◆ **STUDY TEXT**
Segment Open

6 Dec /17

Artificial Intelligence

Artificial intelligence - Word of the day - EVS Translations
Artificial intelligence – Word of the day – EVS Translations

While the study of intelligence is one of the oldest disciplines, Artificial Intelligence is one of the newest, founded as an academic field in 1956.

Thinking machines came to the scene in the early 1950s, and in 1955, John McCarthy, an Assistant Professor of Mathematics at Dartmouth College, organised a brainstorming summer workshop, coining the name of the new field of study and stating its aims as: “The study is to proceed on the basis of the conjecture that every aspect of learning or any other feature of intelligence can in principle be so precisely described that a machine can be made to simulate it. An attempt will be made to find how to make machines use language, form abstractions and concepts, solve kinds of problems now reserved for humans, and improve themselves”.

Many of the attendees became the future leaders of AI research, granted substantial funds to make their vision of a machine as intelligent as a human being come true.

The initial optimism was soon displaced by disappointment and loss of funding, notably the reduce of U.S. Government funding in the field of Machine Translation following the 1966 Automatic Language Processing Advisory Committee report concluding that machine translation is expensive and not likely to reach the quality of a human translator.

The various concerns in automatic language translation systems were further discussed at the NATO Summer School, held during the same year in Venice, where one of the first academics in the field of Machine Translation, Bar-Hillel, expressed his scepticism: “Though computers have been programmed to do certain things..it would be disastrous to extrapolate from these primitive exhibi-tions of artificial intelligence to something like translation.”

In the following decades, Artificial Intelligence, largely viewed as synonymous to ‘false promises,’ experienced what came-to-be-known as ‘AI Winter’; with optimism gradually increasing in the last decade, and today AI and machine learning forming the core of the fourth industrial revolution.

Once criticised, nowadays, Artificial intelligence is largely considered as the technology with the biggest potential to revolutionize nearly every industry in the next decade and generate a global economic growth of over $15 trillion by 2030.

Machines become smarter and more capable, three years after the chatbot named Eugene Goostman, became the first computer to pass the Turing test, convincing one third of the judges at the Royal Society in London that it was human, some experts believe that machines will reach human level intelligence in the next couple of decades. Further predictions see a world where deep learning and AI will enable robots to do most of the basic human daily tasks within the next 10 years.

As the key is not to develop a technology that can replace human intelligence, but one that can effectively solve problems, a typical Hollywood scenario of an AI Takeover seems far from plausible, yet has its advocates, for example, Stephen Hawking who thinks that artificial intelligence will be either the best or worst thing for humanity and that the development of full artificial intelligence, pose a threat to the existence of the human race.

Segment Closed

◆ **PROBLEM TO SOLVE**
Rewrite the part of the artificial intelligence article that begins at the words "The various concerns" and stops after "fourth industrial revolution.", replacing "Venice" with "Rome".

◆ **INFORMATION SHOWN**
Segment Open

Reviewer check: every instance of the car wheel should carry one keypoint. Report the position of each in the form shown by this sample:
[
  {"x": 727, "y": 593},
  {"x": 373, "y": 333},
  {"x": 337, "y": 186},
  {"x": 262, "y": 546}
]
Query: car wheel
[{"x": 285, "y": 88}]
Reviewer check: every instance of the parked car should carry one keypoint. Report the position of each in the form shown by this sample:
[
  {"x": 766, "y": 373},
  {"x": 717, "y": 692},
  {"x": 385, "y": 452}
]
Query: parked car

Segment Closed

◆ **YOUR SOLUTION**
The various concerns in automatic language translation systems were further discussed at the NATO Summer School, held during the same year in Rome, where one of the first academics in the field of Machine Translation, Bar-Hillel, expressed his scepticism: “Though computers have been programmed to do certain things..it would be disastrous to extrapolate from these primitive exhibi-tions of artificial intelligence to something like translation.”

In the following decades, Artificial Intelligence, largely viewed as synonymous to ‘false promises,’ experienced what came-to-be-known as ‘AI Winter’; with optimism gradually increasing in the last decade, and today AI and machine learning forming the core of the fourth industrial revolution.